Ordinaire d'un été moderne

 Le ciel désordonné nous fait son numéro d'été, brûle l'herbe, hache les champs, étoile les pare-brise, brise les toits des serres, effeuille le figuier qui ressemble à l'hiver, n'étaient ses fruits pourrissant, tossés par les grêlons, qui pendent aux branches comme couilles de vieillards. Les clématites ne couvrent plus le mur, les glaïeuls ne fleuriront pas, les rosiers grimpants rampent, tiens, le liquidambar a de nouveau perdu la tête. Nous ne goûterons pas le premier bergeron, il reste deux pêches à l'arbre et le marronnier du voisin, en tombant chez nous, a brisé net le nashi, qui git là feuilles et fruits couchés sur l'herbe. Le poirier penche qui épousa le vent, des fuchsias il ne reste rien, le vieux lilas s'est fendu en deux -les vieux manquent de souplesse.

Au téléphone on attend, on déclare, on sinistre, on apprend que les bosses sur la voiture ne seront pas réparées, mais qu'il existe une indemnité pour préjudice esthétique; que le jardin est assuré pour ses aménagements, qu'on peut faire changer les portiques, et le nashi si le cœur nous en dit. On fait revenir le couvreur, les velux posés la semaine passée sont cabossés de la carène, on appelle son frère qui est paysagiste, puisqu'il faut un devis pour remplacer portiques et nashi, on appelle un installateur de véranda -la nôtre a le toit percé, on dépose des photos dans le dossier sinistre, on est moderne on tape 2 parce que non pas de dégât des eaux, on explique ce qu'est un nashi au conseiller, l'eau est revenue mais pas internet, ah si, quant au courant, il va et vient, mais les chats vont bien, on les avait mis à m'abri.

vendredi 20 juin 2025

Incendies

 Le feu s'approche. Il semble que jadis on le maitrisait mieux, ou, toutefois, on le craignait moins: il était plus rare, relevait du fait divers. L'incendiaire était mis au ban, tenu pour fou, pervers enfant aux allumettes, minable escroc aux assurances, le feu ces années-là, c'était le sud, les Canadair, un monde lointain pour nous gens de l'ouest aux étés verts, amateurs de giroles d'orage dans les bois de chênes, celles qui poussaient en cercles jaunes trois jours après la pluie. Les campings évacués, les garrigues rôties, les squelettes calcinés des pins et la suie sur le visage creusé des pompiers, un autre monde, plus étranger que l'étranger pour nous qui disions que le soleil chauffait l'averse, qui ne sortions jamais le soir sans veste -il faisait cru, il faisait frais, on rentrait les enfants, on dinait dedans. Au matin, le sable de la plage était criblé de petits cratères: il avait plu, et le ciel en était comme neuf. L'été 76, nous n'avons rien compris, nous sommes restés dehors passé minuit attendant la fraîcheur qui ne venait jamais. Il y eut des incendies dans le pays du père, il y partit en meute avec ses frères, des champs, des granges avaient brûlé, ils soupçonnaient le métayer, n'en eurent jamais le cœur net, cet été là tant de champs brûlèrent, le sud s'était rapproché. Ce que ces feux annonçaient cet été de l'impôt sécheresse, nous ne l'avons pas mesuré, René Dumont était un huluberlu qui portait des chandails orange, nous avons oublié, retrouvé la pluie et nos certitudes d'enfants du bocage. Il a fallu qu'en 2003, l'été qui tua tant de vieillards, un matin, revenant du marché où j'étais allé tôt, je passe par la Véronne. Sous le petit pont, à Saint Martin, trois gamins se baignaient, bronzés comme des caramels, ces enfants du bocage hâlés comme des provençaux riaient s'éclaboussaient dans ce qu'il restait d'eau. Le grand incendie s'approchait.

Exercices à résoudre
a) D'après l'extrait, pourquoi tape-t-on 2 lors de la déclaration du sinistre par téléphone ?
b) Dans l'extrait, relevez tout le passage depuis « Ordinaire d'un été » jusqu'à « manquent de souplesse. ».

Éléments stockés d'une collection
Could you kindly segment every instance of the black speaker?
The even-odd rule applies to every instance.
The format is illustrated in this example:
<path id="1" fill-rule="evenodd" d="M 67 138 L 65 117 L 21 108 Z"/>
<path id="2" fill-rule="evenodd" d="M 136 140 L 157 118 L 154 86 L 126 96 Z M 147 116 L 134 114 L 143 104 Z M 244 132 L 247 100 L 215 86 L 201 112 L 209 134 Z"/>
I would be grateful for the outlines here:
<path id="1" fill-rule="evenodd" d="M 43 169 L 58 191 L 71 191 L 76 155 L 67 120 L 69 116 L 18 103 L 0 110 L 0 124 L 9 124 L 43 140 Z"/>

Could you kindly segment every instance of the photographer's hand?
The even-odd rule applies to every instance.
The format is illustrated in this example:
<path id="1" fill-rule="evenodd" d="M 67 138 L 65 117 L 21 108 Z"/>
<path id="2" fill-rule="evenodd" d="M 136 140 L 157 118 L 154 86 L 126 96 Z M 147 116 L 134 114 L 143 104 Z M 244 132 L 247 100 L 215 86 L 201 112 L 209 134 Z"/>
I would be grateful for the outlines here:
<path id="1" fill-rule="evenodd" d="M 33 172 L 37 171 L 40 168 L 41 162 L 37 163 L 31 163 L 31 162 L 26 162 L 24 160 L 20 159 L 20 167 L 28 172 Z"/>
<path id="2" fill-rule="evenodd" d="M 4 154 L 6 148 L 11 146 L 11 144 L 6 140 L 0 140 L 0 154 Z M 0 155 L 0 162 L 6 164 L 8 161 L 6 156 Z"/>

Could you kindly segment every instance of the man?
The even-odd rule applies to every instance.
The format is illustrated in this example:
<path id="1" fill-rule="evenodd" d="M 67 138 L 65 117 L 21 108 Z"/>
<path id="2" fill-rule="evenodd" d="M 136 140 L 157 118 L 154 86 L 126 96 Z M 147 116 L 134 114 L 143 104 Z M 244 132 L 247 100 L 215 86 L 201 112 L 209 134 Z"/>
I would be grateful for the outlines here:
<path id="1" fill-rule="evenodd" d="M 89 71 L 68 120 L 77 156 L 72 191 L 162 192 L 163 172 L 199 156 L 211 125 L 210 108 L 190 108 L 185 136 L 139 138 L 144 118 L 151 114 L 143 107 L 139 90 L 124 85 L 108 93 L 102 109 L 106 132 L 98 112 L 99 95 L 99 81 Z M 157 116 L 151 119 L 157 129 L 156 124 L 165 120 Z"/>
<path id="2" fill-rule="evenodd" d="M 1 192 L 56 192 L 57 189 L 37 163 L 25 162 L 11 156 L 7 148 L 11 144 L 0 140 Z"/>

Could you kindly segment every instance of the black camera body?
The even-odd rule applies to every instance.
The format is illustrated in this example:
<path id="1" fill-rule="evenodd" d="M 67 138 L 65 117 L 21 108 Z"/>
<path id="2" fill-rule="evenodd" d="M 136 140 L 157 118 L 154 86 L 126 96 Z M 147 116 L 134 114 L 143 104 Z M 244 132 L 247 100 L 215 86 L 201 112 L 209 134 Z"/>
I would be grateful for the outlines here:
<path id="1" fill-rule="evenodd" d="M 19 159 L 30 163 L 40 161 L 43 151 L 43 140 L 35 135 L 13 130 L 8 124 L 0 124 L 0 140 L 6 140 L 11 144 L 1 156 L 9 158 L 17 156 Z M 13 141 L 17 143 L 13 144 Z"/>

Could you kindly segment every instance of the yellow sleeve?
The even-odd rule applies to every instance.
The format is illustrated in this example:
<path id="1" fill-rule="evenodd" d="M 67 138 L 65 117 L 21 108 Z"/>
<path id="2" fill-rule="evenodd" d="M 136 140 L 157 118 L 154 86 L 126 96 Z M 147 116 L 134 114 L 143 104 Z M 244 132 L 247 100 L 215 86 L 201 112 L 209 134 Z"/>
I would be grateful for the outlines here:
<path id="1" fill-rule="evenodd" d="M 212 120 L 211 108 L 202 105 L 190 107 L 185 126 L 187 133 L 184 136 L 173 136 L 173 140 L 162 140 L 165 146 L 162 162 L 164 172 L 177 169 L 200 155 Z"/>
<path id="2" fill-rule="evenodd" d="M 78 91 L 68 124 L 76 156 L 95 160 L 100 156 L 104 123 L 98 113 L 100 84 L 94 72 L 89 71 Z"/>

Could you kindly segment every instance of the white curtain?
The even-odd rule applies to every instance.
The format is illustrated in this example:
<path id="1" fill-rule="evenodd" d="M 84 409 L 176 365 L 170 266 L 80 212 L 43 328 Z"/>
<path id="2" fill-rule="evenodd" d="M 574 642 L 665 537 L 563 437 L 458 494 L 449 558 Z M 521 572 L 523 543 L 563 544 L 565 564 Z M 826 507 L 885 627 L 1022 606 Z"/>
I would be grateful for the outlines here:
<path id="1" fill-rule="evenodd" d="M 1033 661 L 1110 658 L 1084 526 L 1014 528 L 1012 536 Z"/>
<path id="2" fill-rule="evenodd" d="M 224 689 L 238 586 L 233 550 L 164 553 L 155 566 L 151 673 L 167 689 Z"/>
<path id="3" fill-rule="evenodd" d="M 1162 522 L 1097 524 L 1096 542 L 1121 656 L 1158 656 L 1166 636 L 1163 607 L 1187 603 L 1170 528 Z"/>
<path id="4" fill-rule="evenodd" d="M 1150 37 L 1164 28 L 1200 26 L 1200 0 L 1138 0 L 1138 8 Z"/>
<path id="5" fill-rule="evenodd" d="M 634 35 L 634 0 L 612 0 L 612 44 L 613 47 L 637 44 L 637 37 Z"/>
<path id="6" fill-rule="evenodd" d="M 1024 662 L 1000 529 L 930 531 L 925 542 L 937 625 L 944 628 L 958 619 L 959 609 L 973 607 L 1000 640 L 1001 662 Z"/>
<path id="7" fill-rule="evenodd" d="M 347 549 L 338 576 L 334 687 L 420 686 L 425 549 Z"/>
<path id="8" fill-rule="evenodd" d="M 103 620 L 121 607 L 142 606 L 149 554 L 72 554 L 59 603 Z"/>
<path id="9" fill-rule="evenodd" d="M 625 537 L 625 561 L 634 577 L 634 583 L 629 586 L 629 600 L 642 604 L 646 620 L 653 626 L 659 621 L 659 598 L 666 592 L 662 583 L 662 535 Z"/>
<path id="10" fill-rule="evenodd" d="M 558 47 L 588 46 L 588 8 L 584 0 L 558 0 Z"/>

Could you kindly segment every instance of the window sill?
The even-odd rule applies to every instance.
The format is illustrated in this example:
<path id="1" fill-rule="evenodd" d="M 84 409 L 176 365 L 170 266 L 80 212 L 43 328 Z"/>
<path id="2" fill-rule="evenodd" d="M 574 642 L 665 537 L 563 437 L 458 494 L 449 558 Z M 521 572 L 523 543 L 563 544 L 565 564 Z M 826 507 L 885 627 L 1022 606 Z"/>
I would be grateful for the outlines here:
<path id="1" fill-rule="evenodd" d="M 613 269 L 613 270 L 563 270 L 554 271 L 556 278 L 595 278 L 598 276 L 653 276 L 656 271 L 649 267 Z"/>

Réponses complètes
a) On tape 2 parce qu'il ne s'agit pas d'un dégât des eaux.

b)
Ordinaire d'un été moderne

 Le ciel désordonné nous fait son numéro d'été, brûle l'herbe, hache les champs, étoile les pare-brise, brise les toits des serres, effeuille le figuier qui ressemble à l'hiver, n'étaient ses fruits pourrissant, tossés par les grêlons, qui pendent aux branches comme couilles de vieillards. Les clématites ne couvrent plus le mur, les glaïeuls ne fleuriront pas, les rosiers grimpants rampent, tiens, le liquidambar a de nouveau perdu la tête. Nous ne goûterons pas le premier bergeron, il reste deux pêches à l'arbre et le marronnier du voisin, en tombant chez nous, a brisé net le nashi, qui git là feuilles et fruits couchés sur l'herbe. Le poirier penche qui épousa le vent, des fuchsias il ne reste rien, le vieux lilas s'est fendu en deux -les vieux manquent de souplesse.